— BEGIN —

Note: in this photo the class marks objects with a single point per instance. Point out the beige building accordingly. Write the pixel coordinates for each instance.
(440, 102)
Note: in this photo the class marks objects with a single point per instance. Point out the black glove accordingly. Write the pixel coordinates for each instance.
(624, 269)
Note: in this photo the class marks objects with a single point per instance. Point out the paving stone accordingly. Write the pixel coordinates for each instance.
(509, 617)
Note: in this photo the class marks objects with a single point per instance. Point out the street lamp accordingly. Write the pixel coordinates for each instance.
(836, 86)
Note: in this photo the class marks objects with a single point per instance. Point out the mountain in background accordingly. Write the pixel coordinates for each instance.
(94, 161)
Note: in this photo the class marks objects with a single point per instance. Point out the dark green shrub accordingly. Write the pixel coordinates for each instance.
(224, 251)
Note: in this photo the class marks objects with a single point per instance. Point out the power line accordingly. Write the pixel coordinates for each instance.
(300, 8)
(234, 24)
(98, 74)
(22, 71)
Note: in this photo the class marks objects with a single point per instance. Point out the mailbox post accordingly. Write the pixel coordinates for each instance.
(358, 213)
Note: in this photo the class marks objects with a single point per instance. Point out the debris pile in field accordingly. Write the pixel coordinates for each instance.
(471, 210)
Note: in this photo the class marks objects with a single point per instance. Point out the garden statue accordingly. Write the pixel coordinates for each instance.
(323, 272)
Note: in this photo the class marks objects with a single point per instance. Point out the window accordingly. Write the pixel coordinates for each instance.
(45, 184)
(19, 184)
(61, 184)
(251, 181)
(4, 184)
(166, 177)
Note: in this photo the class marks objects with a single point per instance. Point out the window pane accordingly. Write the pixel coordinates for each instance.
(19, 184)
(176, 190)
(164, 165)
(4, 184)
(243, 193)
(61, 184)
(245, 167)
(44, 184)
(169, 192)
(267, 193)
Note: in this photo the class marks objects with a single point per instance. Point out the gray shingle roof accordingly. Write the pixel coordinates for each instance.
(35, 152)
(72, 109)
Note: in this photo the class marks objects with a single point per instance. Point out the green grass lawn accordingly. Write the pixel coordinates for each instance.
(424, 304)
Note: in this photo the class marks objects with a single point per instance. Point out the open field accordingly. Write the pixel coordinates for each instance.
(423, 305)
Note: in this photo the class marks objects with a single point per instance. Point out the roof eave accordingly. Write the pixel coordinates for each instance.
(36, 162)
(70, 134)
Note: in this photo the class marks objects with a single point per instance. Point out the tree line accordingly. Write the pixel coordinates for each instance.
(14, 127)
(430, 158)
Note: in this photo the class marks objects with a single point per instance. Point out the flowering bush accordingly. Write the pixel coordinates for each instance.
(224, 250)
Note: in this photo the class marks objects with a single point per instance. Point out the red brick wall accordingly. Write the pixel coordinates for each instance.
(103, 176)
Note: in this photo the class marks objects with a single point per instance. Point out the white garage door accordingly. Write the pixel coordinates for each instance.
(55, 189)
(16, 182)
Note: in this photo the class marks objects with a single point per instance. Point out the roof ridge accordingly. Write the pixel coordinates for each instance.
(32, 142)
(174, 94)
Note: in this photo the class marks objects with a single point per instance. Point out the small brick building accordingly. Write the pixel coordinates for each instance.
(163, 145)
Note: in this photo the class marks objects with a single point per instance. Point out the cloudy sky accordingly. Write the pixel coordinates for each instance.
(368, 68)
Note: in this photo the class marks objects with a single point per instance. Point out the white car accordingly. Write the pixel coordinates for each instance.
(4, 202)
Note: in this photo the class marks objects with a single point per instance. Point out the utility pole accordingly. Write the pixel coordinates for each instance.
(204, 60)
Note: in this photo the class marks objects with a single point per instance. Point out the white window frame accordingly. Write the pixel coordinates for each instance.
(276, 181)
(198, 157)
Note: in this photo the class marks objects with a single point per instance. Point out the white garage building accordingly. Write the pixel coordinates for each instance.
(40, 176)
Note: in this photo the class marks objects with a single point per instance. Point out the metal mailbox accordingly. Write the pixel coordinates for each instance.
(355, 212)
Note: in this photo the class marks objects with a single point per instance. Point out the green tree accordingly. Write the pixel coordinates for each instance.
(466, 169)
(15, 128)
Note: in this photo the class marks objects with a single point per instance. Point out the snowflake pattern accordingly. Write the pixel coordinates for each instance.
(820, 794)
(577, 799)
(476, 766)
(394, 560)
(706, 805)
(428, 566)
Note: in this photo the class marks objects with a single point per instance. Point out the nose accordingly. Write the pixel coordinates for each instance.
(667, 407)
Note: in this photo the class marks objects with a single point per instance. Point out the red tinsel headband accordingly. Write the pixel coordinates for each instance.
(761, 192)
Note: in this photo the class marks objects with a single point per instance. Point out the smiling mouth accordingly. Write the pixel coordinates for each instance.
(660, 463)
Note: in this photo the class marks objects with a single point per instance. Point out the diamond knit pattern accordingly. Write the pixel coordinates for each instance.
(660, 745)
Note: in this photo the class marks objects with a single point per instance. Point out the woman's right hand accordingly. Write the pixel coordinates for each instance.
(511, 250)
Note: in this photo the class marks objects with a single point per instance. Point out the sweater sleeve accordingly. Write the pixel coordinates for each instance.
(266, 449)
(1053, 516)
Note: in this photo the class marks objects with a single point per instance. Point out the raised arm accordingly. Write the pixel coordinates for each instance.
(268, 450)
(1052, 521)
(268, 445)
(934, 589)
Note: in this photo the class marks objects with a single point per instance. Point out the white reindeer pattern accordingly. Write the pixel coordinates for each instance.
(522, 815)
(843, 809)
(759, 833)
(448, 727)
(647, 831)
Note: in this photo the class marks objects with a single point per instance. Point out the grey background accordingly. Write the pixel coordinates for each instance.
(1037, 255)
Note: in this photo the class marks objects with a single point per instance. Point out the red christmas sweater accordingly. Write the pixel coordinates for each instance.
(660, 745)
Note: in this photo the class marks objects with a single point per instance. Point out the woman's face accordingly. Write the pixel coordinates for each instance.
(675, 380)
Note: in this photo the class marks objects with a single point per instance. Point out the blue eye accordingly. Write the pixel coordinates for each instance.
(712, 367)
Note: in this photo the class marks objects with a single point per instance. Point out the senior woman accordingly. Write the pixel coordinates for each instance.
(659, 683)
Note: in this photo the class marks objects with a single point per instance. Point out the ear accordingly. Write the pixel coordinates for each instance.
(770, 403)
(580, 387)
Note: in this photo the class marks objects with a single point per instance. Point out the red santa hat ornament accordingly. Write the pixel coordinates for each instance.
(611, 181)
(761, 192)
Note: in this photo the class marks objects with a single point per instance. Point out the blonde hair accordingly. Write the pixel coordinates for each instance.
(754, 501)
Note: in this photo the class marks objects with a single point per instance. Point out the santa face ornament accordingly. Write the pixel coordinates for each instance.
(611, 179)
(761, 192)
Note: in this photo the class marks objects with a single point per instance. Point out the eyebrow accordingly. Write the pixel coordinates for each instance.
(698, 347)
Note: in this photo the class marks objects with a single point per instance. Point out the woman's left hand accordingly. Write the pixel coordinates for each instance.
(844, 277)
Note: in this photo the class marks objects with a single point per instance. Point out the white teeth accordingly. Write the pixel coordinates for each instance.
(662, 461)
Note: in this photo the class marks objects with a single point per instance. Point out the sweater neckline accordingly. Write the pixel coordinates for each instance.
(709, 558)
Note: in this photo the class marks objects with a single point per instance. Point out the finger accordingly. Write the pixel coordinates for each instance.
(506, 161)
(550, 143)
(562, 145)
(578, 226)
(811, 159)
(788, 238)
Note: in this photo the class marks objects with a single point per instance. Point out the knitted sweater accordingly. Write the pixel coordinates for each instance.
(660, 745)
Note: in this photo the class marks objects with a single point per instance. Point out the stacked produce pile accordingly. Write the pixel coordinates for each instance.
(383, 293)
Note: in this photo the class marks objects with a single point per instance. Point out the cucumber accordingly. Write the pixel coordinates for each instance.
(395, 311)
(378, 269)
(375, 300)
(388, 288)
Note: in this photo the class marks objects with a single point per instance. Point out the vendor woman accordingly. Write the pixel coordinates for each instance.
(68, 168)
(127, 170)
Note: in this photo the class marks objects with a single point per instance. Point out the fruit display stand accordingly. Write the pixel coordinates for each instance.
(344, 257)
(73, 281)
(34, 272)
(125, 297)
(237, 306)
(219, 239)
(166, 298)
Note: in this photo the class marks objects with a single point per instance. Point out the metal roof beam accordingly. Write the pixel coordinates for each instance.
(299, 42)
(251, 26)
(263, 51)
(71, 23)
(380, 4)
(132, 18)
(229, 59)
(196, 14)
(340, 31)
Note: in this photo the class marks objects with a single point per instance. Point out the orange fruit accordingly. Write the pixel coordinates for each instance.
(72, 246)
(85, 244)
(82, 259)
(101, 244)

— END —

### EXERCISE
Beginning at the line that holds "out the finger", write out word for word each line through the end of the records.

### ANSWER BELOW
Note: in this photo the class marks objects with a single point per instance. Point out the finger accordingly. Write the pixel coordinates for each instance.
(506, 161)
(550, 143)
(562, 145)
(578, 226)
(811, 159)
(788, 238)
Note: in this photo the class marks objects with a single point per instance. Point out the knitted sweater accordingly. Write the pixel coordinates for each instance.
(660, 745)
Note: in this photo the class marks objects with a single point per instance. Point out the stacked produce pile accordingly. Write the pixel coordinates for each instance.
(383, 293)
Note: in this photo the class marks objects with a single point per instance. Point out the cucumber accordingly. Write the pixel coordinates for each instance.
(395, 311)
(378, 269)
(375, 300)
(388, 288)
Note: in this photo the class marks objects with a single point per instance. Point out the vendor woman accordingly. Write the pixel coordinates for each instance.
(68, 168)
(127, 170)
Note: in this photo the class marks objects with a single point per instance. Point out the fruit display stand accordingly. Write the pixel coordinates for each instance.
(344, 257)
(73, 281)
(34, 272)
(125, 297)
(237, 306)
(219, 239)
(166, 298)
Note: in this photo the class marks objects with a single point per instance. Point out the metal roof beam accordingly. Write the pixel coordinates for each instance.
(299, 42)
(251, 26)
(263, 51)
(71, 23)
(380, 4)
(132, 18)
(229, 59)
(196, 14)
(340, 31)
Note: in this photo the class marks objects with a single point per instance. Point out the orange fruit accordingly. Write the pixel coordinates for each instance.
(72, 246)
(85, 244)
(82, 259)
(101, 244)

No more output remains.